(SOURCE DATA)
>> start

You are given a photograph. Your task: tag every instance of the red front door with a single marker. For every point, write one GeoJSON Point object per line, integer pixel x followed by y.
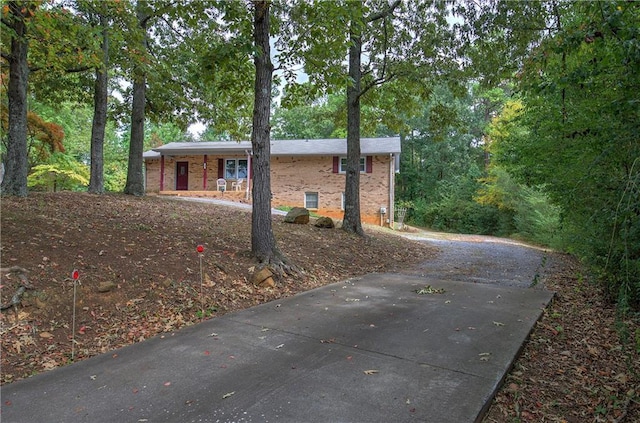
{"type": "Point", "coordinates": [182, 176]}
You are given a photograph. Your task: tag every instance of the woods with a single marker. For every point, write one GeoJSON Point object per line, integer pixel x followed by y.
{"type": "Point", "coordinates": [518, 118]}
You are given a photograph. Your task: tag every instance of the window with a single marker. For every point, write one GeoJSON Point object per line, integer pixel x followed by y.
{"type": "Point", "coordinates": [343, 164]}
{"type": "Point", "coordinates": [235, 168]}
{"type": "Point", "coordinates": [311, 200]}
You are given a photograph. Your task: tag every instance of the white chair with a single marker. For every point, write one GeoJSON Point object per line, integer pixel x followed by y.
{"type": "Point", "coordinates": [237, 185]}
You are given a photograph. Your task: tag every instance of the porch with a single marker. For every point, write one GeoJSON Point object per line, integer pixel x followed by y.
{"type": "Point", "coordinates": [237, 196]}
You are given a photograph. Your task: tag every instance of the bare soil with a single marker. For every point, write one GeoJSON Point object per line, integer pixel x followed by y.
{"type": "Point", "coordinates": [140, 274]}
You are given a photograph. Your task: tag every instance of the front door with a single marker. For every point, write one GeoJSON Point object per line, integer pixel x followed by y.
{"type": "Point", "coordinates": [182, 176]}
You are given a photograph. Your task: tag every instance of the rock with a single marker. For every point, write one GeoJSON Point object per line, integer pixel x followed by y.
{"type": "Point", "coordinates": [261, 275]}
{"type": "Point", "coordinates": [106, 286]}
{"type": "Point", "coordinates": [325, 222]}
{"type": "Point", "coordinates": [298, 215]}
{"type": "Point", "coordinates": [268, 283]}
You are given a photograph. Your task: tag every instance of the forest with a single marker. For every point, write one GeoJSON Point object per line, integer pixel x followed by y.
{"type": "Point", "coordinates": [517, 119]}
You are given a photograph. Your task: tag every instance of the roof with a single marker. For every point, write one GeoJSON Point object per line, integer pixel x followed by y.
{"type": "Point", "coordinates": [314, 147]}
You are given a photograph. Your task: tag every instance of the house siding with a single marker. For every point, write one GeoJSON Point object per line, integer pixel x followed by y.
{"type": "Point", "coordinates": [291, 178]}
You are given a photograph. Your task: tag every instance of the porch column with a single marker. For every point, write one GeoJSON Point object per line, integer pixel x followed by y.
{"type": "Point", "coordinates": [204, 173]}
{"type": "Point", "coordinates": [249, 175]}
{"type": "Point", "coordinates": [161, 172]}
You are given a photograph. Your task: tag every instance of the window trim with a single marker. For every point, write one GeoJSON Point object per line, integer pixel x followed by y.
{"type": "Point", "coordinates": [341, 167]}
{"type": "Point", "coordinates": [236, 167]}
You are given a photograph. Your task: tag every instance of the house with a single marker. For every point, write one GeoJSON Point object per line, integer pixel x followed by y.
{"type": "Point", "coordinates": [304, 173]}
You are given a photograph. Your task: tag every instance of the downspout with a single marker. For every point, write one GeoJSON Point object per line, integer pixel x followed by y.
{"type": "Point", "coordinates": [204, 173]}
{"type": "Point", "coordinates": [249, 164]}
{"type": "Point", "coordinates": [161, 172]}
{"type": "Point", "coordinates": [392, 190]}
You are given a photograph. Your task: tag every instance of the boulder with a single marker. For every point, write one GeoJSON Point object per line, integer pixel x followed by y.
{"type": "Point", "coordinates": [325, 222]}
{"type": "Point", "coordinates": [298, 215]}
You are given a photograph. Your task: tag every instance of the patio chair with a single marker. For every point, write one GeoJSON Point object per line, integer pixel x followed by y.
{"type": "Point", "coordinates": [237, 185]}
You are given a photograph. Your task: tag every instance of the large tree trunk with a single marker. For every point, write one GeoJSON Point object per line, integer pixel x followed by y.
{"type": "Point", "coordinates": [135, 178]}
{"type": "Point", "coordinates": [16, 168]}
{"type": "Point", "coordinates": [351, 221]}
{"type": "Point", "coordinates": [96, 181]}
{"type": "Point", "coordinates": [263, 242]}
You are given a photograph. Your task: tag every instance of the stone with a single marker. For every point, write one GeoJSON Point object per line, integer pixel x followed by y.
{"type": "Point", "coordinates": [261, 275]}
{"type": "Point", "coordinates": [106, 286]}
{"type": "Point", "coordinates": [298, 215]}
{"type": "Point", "coordinates": [325, 222]}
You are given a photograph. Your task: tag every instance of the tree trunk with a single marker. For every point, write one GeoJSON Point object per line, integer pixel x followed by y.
{"type": "Point", "coordinates": [351, 221]}
{"type": "Point", "coordinates": [16, 168]}
{"type": "Point", "coordinates": [96, 180]}
{"type": "Point", "coordinates": [263, 242]}
{"type": "Point", "coordinates": [135, 178]}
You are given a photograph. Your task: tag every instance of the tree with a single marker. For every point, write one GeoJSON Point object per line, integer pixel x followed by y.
{"type": "Point", "coordinates": [135, 177]}
{"type": "Point", "coordinates": [579, 136]}
{"type": "Point", "coordinates": [15, 16]}
{"type": "Point", "coordinates": [98, 127]}
{"type": "Point", "coordinates": [33, 33]}
{"type": "Point", "coordinates": [263, 242]}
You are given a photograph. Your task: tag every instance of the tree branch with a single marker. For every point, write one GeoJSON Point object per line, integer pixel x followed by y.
{"type": "Point", "coordinates": [384, 13]}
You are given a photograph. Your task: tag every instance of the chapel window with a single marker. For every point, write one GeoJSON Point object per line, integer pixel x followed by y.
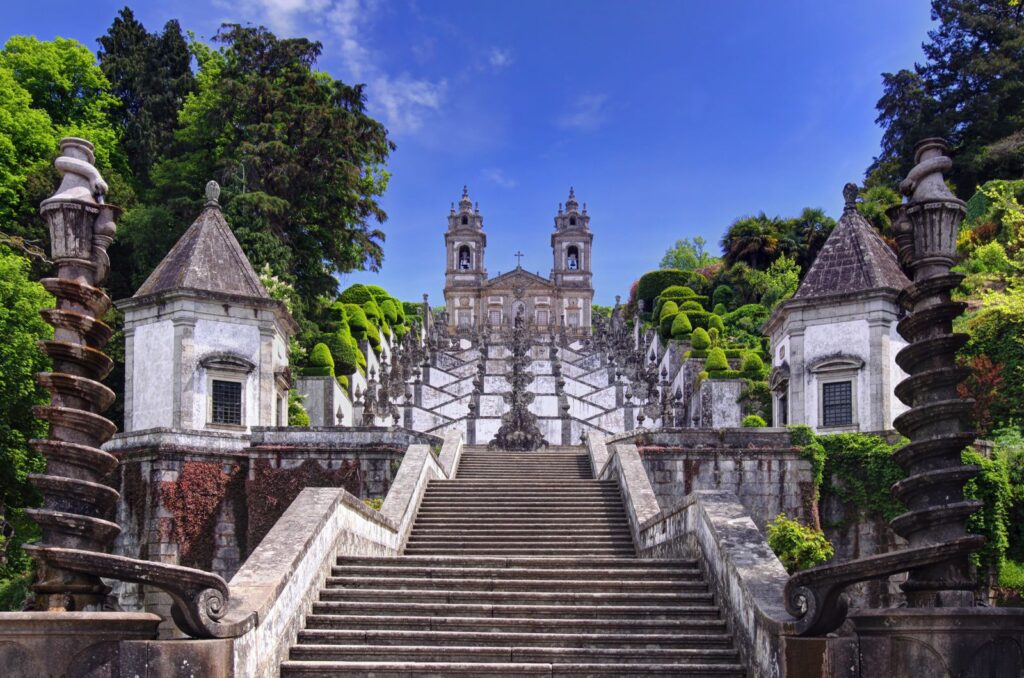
{"type": "Point", "coordinates": [225, 403]}
{"type": "Point", "coordinates": [837, 404]}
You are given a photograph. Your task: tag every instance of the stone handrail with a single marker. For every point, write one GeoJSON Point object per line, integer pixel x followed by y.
{"type": "Point", "coordinates": [714, 527]}
{"type": "Point", "coordinates": [280, 581]}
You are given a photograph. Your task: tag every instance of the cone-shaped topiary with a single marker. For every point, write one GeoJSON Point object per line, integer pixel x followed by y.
{"type": "Point", "coordinates": [681, 327]}
{"type": "Point", "coordinates": [321, 362]}
{"type": "Point", "coordinates": [752, 366]}
{"type": "Point", "coordinates": [357, 321]}
{"type": "Point", "coordinates": [699, 339]}
{"type": "Point", "coordinates": [355, 294]}
{"type": "Point", "coordinates": [716, 361]}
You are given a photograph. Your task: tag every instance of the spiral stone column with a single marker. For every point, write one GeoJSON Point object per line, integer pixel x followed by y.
{"type": "Point", "coordinates": [77, 502]}
{"type": "Point", "coordinates": [938, 422]}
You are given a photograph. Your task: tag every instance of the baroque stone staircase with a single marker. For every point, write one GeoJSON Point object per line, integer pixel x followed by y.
{"type": "Point", "coordinates": [523, 564]}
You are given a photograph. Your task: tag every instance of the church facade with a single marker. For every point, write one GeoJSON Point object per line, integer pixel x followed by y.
{"type": "Point", "coordinates": [560, 302]}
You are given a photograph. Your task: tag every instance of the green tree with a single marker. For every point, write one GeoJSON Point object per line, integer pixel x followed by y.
{"type": "Point", "coordinates": [970, 89]}
{"type": "Point", "coordinates": [299, 161]}
{"type": "Point", "coordinates": [22, 327]}
{"type": "Point", "coordinates": [151, 75]}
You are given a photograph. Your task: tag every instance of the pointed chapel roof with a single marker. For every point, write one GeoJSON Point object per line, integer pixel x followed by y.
{"type": "Point", "coordinates": [207, 258]}
{"type": "Point", "coordinates": [853, 259]}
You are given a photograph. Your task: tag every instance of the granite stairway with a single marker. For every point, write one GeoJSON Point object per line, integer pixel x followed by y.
{"type": "Point", "coordinates": [522, 564]}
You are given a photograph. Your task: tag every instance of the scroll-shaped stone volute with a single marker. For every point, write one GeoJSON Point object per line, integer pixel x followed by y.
{"type": "Point", "coordinates": [78, 503]}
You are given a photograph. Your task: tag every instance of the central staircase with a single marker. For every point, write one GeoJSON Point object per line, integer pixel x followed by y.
{"type": "Point", "coordinates": [522, 564]}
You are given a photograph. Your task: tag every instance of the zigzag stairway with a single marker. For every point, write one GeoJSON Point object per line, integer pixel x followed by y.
{"type": "Point", "coordinates": [523, 564]}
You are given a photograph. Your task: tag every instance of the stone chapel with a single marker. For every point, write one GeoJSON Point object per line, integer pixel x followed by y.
{"type": "Point", "coordinates": [560, 302]}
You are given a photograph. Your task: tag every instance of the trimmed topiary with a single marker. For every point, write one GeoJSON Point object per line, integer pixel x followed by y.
{"type": "Point", "coordinates": [355, 294]}
{"type": "Point", "coordinates": [752, 366]}
{"type": "Point", "coordinates": [681, 327]}
{"type": "Point", "coordinates": [321, 362]}
{"type": "Point", "coordinates": [699, 339]}
{"type": "Point", "coordinates": [716, 361]}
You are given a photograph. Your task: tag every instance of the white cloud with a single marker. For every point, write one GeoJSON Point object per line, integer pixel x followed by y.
{"type": "Point", "coordinates": [500, 57]}
{"type": "Point", "coordinates": [587, 114]}
{"type": "Point", "coordinates": [499, 177]}
{"type": "Point", "coordinates": [401, 100]}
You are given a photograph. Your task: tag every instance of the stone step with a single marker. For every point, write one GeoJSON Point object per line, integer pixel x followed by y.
{"type": "Point", "coordinates": [529, 597]}
{"type": "Point", "coordinates": [537, 639]}
{"type": "Point", "coordinates": [522, 550]}
{"type": "Point", "coordinates": [508, 575]}
{"type": "Point", "coordinates": [583, 564]}
{"type": "Point", "coordinates": [678, 628]}
{"type": "Point", "coordinates": [514, 654]}
{"type": "Point", "coordinates": [536, 585]}
{"type": "Point", "coordinates": [316, 669]}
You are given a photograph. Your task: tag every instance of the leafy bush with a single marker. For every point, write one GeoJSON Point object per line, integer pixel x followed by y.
{"type": "Point", "coordinates": [752, 366]}
{"type": "Point", "coordinates": [681, 327]}
{"type": "Point", "coordinates": [297, 415]}
{"type": "Point", "coordinates": [355, 294]}
{"type": "Point", "coordinates": [798, 546]}
{"type": "Point", "coordinates": [716, 361]}
{"type": "Point", "coordinates": [321, 362]}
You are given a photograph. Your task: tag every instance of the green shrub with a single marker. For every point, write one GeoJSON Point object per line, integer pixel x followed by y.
{"type": "Point", "coordinates": [355, 294]}
{"type": "Point", "coordinates": [681, 327]}
{"type": "Point", "coordinates": [798, 546]}
{"type": "Point", "coordinates": [716, 361]}
{"type": "Point", "coordinates": [297, 415]}
{"type": "Point", "coordinates": [321, 362]}
{"type": "Point", "coordinates": [752, 366]}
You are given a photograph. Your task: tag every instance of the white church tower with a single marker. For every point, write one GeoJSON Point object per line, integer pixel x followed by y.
{"type": "Point", "coordinates": [206, 347]}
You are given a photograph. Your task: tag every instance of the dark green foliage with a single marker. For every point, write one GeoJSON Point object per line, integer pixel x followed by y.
{"type": "Point", "coordinates": [798, 546]}
{"type": "Point", "coordinates": [681, 327]}
{"type": "Point", "coordinates": [151, 75]}
{"type": "Point", "coordinates": [716, 361]}
{"type": "Point", "coordinates": [321, 362]}
{"type": "Point", "coordinates": [20, 327]}
{"type": "Point", "coordinates": [699, 339]}
{"type": "Point", "coordinates": [968, 89]}
{"type": "Point", "coordinates": [859, 470]}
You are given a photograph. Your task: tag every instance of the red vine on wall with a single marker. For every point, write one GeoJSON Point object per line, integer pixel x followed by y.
{"type": "Point", "coordinates": [271, 491]}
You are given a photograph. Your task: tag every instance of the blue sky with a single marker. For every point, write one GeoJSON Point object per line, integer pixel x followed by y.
{"type": "Point", "coordinates": [671, 119]}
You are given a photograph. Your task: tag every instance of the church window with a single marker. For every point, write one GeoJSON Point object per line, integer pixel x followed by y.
{"type": "Point", "coordinates": [225, 403]}
{"type": "Point", "coordinates": [837, 404]}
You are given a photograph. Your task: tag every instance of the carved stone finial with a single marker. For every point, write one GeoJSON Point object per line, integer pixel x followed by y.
{"type": "Point", "coordinates": [212, 194]}
{"type": "Point", "coordinates": [850, 192]}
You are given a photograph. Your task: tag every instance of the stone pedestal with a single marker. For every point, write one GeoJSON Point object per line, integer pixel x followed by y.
{"type": "Point", "coordinates": [36, 644]}
{"type": "Point", "coordinates": [941, 642]}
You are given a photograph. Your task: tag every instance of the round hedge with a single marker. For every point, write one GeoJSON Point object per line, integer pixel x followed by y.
{"type": "Point", "coordinates": [716, 361]}
{"type": "Point", "coordinates": [355, 294]}
{"type": "Point", "coordinates": [681, 327]}
{"type": "Point", "coordinates": [699, 339]}
{"type": "Point", "coordinates": [321, 362]}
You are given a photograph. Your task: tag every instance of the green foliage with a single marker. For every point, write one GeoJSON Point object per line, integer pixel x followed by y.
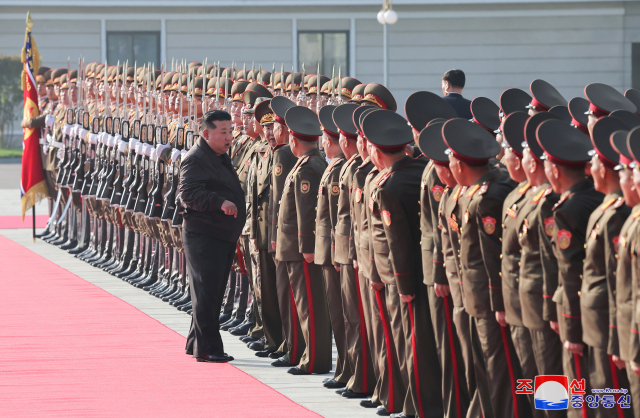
{"type": "Point", "coordinates": [11, 95]}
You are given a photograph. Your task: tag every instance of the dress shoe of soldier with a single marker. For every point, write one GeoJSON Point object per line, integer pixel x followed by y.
{"type": "Point", "coordinates": [242, 329]}
{"type": "Point", "coordinates": [249, 339]}
{"type": "Point", "coordinates": [297, 372]}
{"type": "Point", "coordinates": [333, 384]}
{"type": "Point", "coordinates": [214, 358]}
{"type": "Point", "coordinates": [382, 411]}
{"type": "Point", "coordinates": [224, 318]}
{"type": "Point", "coordinates": [281, 362]}
{"type": "Point", "coordinates": [368, 403]}
{"type": "Point", "coordinates": [349, 394]}
{"type": "Point", "coordinates": [276, 354]}
{"type": "Point", "coordinates": [264, 353]}
{"type": "Point", "coordinates": [256, 346]}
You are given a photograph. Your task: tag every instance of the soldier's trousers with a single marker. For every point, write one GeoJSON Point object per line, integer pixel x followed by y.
{"type": "Point", "coordinates": [603, 373]}
{"type": "Point", "coordinates": [342, 373]}
{"type": "Point", "coordinates": [362, 377]}
{"type": "Point", "coordinates": [524, 349]}
{"type": "Point", "coordinates": [425, 376]}
{"type": "Point", "coordinates": [392, 389]}
{"type": "Point", "coordinates": [547, 351]}
{"type": "Point", "coordinates": [269, 308]}
{"type": "Point", "coordinates": [455, 396]}
{"type": "Point", "coordinates": [495, 356]}
{"type": "Point", "coordinates": [309, 294]}
{"type": "Point", "coordinates": [293, 344]}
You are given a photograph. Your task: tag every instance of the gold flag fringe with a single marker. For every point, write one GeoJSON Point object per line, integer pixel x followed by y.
{"type": "Point", "coordinates": [35, 194]}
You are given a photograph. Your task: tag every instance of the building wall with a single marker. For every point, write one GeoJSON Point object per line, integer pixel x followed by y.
{"type": "Point", "coordinates": [569, 44]}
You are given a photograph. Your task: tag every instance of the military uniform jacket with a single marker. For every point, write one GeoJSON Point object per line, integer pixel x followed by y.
{"type": "Point", "coordinates": [327, 211]}
{"type": "Point", "coordinates": [597, 299]}
{"type": "Point", "coordinates": [512, 219]}
{"type": "Point", "coordinates": [571, 215]}
{"type": "Point", "coordinates": [362, 236]}
{"type": "Point", "coordinates": [260, 191]}
{"type": "Point", "coordinates": [282, 162]}
{"type": "Point", "coordinates": [431, 190]}
{"type": "Point", "coordinates": [297, 214]}
{"type": "Point", "coordinates": [538, 275]}
{"type": "Point", "coordinates": [480, 246]}
{"type": "Point", "coordinates": [395, 225]}
{"type": "Point", "coordinates": [449, 228]}
{"type": "Point", "coordinates": [627, 264]}
{"type": "Point", "coordinates": [345, 249]}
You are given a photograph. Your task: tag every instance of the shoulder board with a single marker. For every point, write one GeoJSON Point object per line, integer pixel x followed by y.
{"type": "Point", "coordinates": [538, 196]}
{"type": "Point", "coordinates": [561, 201]}
{"type": "Point", "coordinates": [524, 189]}
{"type": "Point", "coordinates": [473, 190]}
{"type": "Point", "coordinates": [605, 205]}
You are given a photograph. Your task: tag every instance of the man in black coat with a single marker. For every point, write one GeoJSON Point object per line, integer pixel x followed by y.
{"type": "Point", "coordinates": [452, 85]}
{"type": "Point", "coordinates": [214, 215]}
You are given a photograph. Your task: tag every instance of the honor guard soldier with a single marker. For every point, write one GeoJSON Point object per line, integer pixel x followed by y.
{"type": "Point", "coordinates": [296, 240]}
{"type": "Point", "coordinates": [566, 152]}
{"type": "Point", "coordinates": [628, 146]}
{"type": "Point", "coordinates": [395, 227]}
{"type": "Point", "coordinates": [283, 161]}
{"type": "Point", "coordinates": [471, 147]}
{"type": "Point", "coordinates": [599, 278]}
{"type": "Point", "coordinates": [328, 193]}
{"type": "Point", "coordinates": [421, 108]}
{"type": "Point", "coordinates": [362, 381]}
{"type": "Point", "coordinates": [513, 216]}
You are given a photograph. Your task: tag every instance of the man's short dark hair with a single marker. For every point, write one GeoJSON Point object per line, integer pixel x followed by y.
{"type": "Point", "coordinates": [209, 118]}
{"type": "Point", "coordinates": [455, 78]}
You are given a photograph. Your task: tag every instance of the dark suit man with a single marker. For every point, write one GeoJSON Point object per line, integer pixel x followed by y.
{"type": "Point", "coordinates": [214, 215]}
{"type": "Point", "coordinates": [452, 85]}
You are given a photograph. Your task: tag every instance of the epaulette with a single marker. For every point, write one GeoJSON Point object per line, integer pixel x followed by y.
{"type": "Point", "coordinates": [524, 189]}
{"type": "Point", "coordinates": [619, 202]}
{"type": "Point", "coordinates": [561, 201]}
{"type": "Point", "coordinates": [605, 205]}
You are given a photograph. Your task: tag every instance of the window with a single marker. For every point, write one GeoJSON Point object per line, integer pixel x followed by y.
{"type": "Point", "coordinates": [327, 48]}
{"type": "Point", "coordinates": [140, 47]}
{"type": "Point", "coordinates": [635, 66]}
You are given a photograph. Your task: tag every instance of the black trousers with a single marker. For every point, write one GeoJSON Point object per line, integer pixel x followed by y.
{"type": "Point", "coordinates": [208, 265]}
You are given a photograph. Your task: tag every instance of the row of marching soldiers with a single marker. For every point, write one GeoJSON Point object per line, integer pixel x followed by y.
{"type": "Point", "coordinates": [453, 260]}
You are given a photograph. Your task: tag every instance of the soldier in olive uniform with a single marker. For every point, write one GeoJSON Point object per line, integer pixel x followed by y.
{"type": "Point", "coordinates": [599, 280]}
{"type": "Point", "coordinates": [565, 155]}
{"type": "Point", "coordinates": [296, 240]}
{"type": "Point", "coordinates": [470, 148]}
{"type": "Point", "coordinates": [326, 218]}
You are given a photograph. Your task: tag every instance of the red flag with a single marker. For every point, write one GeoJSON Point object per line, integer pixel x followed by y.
{"type": "Point", "coordinates": [33, 187]}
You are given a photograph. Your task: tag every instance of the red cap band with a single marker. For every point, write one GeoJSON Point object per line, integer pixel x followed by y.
{"type": "Point", "coordinates": [538, 106]}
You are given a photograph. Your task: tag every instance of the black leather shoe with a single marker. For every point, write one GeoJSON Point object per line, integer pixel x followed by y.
{"type": "Point", "coordinates": [256, 346]}
{"type": "Point", "coordinates": [297, 372]}
{"type": "Point", "coordinates": [368, 403]}
{"type": "Point", "coordinates": [382, 411]}
{"type": "Point", "coordinates": [349, 394]}
{"type": "Point", "coordinates": [281, 362]}
{"type": "Point", "coordinates": [248, 339]}
{"type": "Point", "coordinates": [333, 384]}
{"type": "Point", "coordinates": [264, 353]}
{"type": "Point", "coordinates": [212, 358]}
{"type": "Point", "coordinates": [276, 355]}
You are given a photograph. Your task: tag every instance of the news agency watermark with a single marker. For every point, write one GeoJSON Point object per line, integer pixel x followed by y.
{"type": "Point", "coordinates": [555, 392]}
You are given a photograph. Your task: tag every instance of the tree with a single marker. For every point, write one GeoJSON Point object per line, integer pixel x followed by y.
{"type": "Point", "coordinates": [11, 95]}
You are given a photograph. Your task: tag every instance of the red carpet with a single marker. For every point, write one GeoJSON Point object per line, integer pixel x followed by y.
{"type": "Point", "coordinates": [15, 222]}
{"type": "Point", "coordinates": [70, 349]}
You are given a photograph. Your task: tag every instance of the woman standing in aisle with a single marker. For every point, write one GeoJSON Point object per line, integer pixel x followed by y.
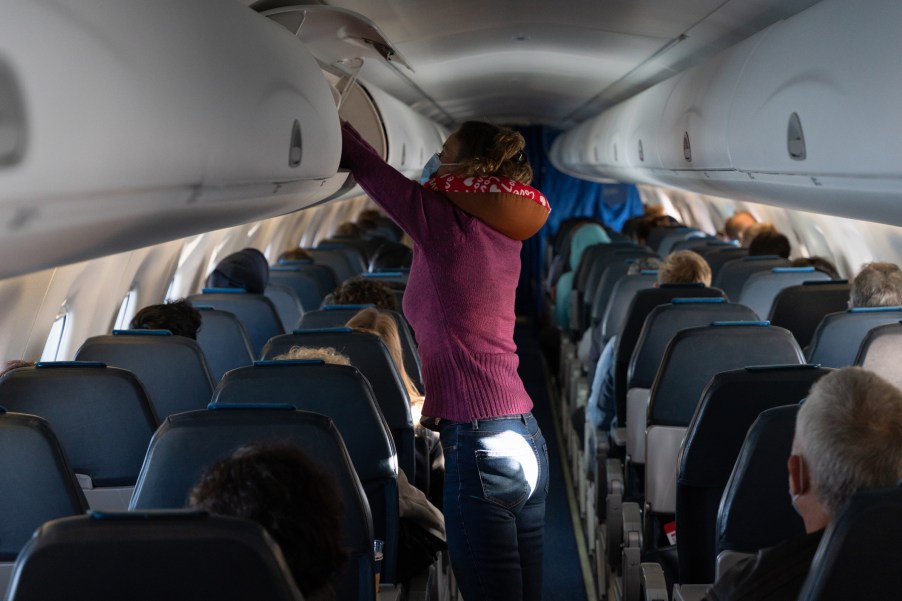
{"type": "Point", "coordinates": [460, 302]}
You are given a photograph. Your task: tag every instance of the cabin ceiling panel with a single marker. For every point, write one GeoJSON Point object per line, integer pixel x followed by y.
{"type": "Point", "coordinates": [584, 55]}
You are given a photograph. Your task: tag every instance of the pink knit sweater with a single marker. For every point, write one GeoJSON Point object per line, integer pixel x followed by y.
{"type": "Point", "coordinates": [460, 295]}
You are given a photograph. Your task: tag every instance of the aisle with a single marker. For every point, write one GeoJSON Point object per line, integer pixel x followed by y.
{"type": "Point", "coordinates": [563, 577]}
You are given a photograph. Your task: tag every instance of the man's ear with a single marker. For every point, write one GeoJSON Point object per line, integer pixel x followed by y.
{"type": "Point", "coordinates": [798, 475]}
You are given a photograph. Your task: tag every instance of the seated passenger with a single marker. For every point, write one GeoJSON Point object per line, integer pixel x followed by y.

>> end

(WORK REQUIRED)
Take only the line containing "of the news" and every line after it to the end of the entries, and copy them exactly, pictures excluded.

(TASK SOLUTION)
You are given a photograph. Your task: tag every instance of the news agency watermark with a single marker. For every point, write one GeoJSON Point object per line, integer pixel x followed by y.
{"type": "Point", "coordinates": [555, 392]}
You are given a photograph. Your task: tag every instance of the tree with a single marker. For every point, write one GeoJSON Point object per line, integer pixel x followed by y.
{"type": "Point", "coordinates": [11, 95]}
You are given a photograph. Your task: tag every instance of the red carpet with a single marker. For every point, write one GeoJSON Point object per line, integer pixel x followed by y.
{"type": "Point", "coordinates": [15, 222]}
{"type": "Point", "coordinates": [70, 349]}
You are given a photograph. Your task: tag every instance of the woman standing in aisle with a single marker. For every point, write one GeoJSON Point object per line, integer pixel x followed by y.
{"type": "Point", "coordinates": [460, 302]}
You are given a photograph. Your task: tag every instance of the cabin ceiling panel with a single marker. For every point, write one GeoJSON Point object per line, integer pixel x followed by y.
{"type": "Point", "coordinates": [584, 55]}
You are given a photograph. Your task: tag every instance of the pink knit sweater with a single marker. For every point, write one GeoJSON Point object per line, integer pixel x followed by y.
{"type": "Point", "coordinates": [460, 295]}
You are given a photograph. Your task: tag every instance of the aisle with a single marker. For every point, write one GeoJSON Point object per line, integer pixel x followed by y.
{"type": "Point", "coordinates": [563, 577]}
You are given a photograph. Your task: tag every instance of the man's ear with a single marker. For every point, write one GeoJSON Point object per line, integer pixel x followed by y.
{"type": "Point", "coordinates": [798, 475]}
You are given a photograph. Your task: tag every instance of the seated passenger with a single marker. For every point, write one GeoJSON Point object per line, integer pixel x followed by y.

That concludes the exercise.